** start **

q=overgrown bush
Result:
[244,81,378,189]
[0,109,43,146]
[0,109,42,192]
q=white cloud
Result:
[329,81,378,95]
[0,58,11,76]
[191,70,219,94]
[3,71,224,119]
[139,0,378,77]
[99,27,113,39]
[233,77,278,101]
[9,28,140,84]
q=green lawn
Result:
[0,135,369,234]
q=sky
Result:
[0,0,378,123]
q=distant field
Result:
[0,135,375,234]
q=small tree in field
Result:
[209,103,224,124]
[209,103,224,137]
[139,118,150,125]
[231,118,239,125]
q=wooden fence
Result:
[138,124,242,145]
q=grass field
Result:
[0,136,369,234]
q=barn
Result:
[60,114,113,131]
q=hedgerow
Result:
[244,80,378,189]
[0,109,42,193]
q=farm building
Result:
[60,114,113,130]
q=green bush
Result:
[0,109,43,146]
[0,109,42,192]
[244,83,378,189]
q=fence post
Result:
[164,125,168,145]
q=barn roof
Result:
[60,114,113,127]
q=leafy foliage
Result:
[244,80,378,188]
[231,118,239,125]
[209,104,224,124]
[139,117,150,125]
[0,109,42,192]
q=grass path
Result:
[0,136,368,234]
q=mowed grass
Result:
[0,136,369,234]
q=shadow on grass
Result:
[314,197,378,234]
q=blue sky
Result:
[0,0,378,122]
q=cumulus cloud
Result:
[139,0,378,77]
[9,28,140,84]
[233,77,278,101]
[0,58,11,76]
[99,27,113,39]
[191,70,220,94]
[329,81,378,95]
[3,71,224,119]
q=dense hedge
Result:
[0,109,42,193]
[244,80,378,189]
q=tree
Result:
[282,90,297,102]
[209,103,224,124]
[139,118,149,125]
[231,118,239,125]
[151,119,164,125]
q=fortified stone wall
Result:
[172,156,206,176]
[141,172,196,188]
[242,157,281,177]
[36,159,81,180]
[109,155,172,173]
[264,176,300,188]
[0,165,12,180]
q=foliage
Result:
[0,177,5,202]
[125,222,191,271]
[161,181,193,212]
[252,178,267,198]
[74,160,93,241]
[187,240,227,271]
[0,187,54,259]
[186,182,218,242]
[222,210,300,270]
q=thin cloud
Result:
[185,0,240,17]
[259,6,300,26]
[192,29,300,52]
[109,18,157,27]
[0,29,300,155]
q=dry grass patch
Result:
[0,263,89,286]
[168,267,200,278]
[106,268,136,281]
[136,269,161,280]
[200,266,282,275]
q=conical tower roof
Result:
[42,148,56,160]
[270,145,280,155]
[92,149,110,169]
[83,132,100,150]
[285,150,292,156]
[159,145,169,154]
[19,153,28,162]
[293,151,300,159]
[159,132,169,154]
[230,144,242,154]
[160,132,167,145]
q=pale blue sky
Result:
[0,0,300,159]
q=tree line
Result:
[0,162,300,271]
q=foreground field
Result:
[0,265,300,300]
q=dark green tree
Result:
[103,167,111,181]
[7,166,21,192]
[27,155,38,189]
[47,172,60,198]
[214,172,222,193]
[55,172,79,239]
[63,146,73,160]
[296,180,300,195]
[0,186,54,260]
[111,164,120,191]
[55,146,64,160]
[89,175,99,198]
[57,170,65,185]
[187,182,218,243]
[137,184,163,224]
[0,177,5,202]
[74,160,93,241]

** end **

Please retype the part of the data that opens with the line containing "q=dry grass patch" and runs through the end of the data, keeping every line unchanged.

* THE COMPLETED TASK:
q=dry grass patch
Result:
[0,263,89,286]
[168,267,200,278]
[106,268,136,281]
[136,269,161,280]
[200,266,282,275]
q=conical tower roof
Result:
[42,148,56,160]
[270,145,280,155]
[92,149,110,169]
[83,132,100,150]
[285,150,292,156]
[159,145,169,154]
[19,153,28,162]
[293,151,300,159]
[159,132,169,154]
[230,144,242,154]
[160,132,167,145]
q=pale blue sky
Result:
[0,0,300,159]
q=tree line
Result:
[0,162,300,271]
q=foreground field
Result:
[0,265,300,300]
q=dark green tree
Result:
[103,167,111,181]
[7,166,21,192]
[27,155,38,189]
[47,172,60,198]
[214,172,222,193]
[55,172,79,239]
[63,146,73,160]
[296,180,300,195]
[0,186,54,260]
[111,164,120,191]
[55,146,64,160]
[89,175,99,198]
[57,170,65,185]
[187,182,218,243]
[137,184,163,224]
[0,177,5,202]
[74,160,93,241]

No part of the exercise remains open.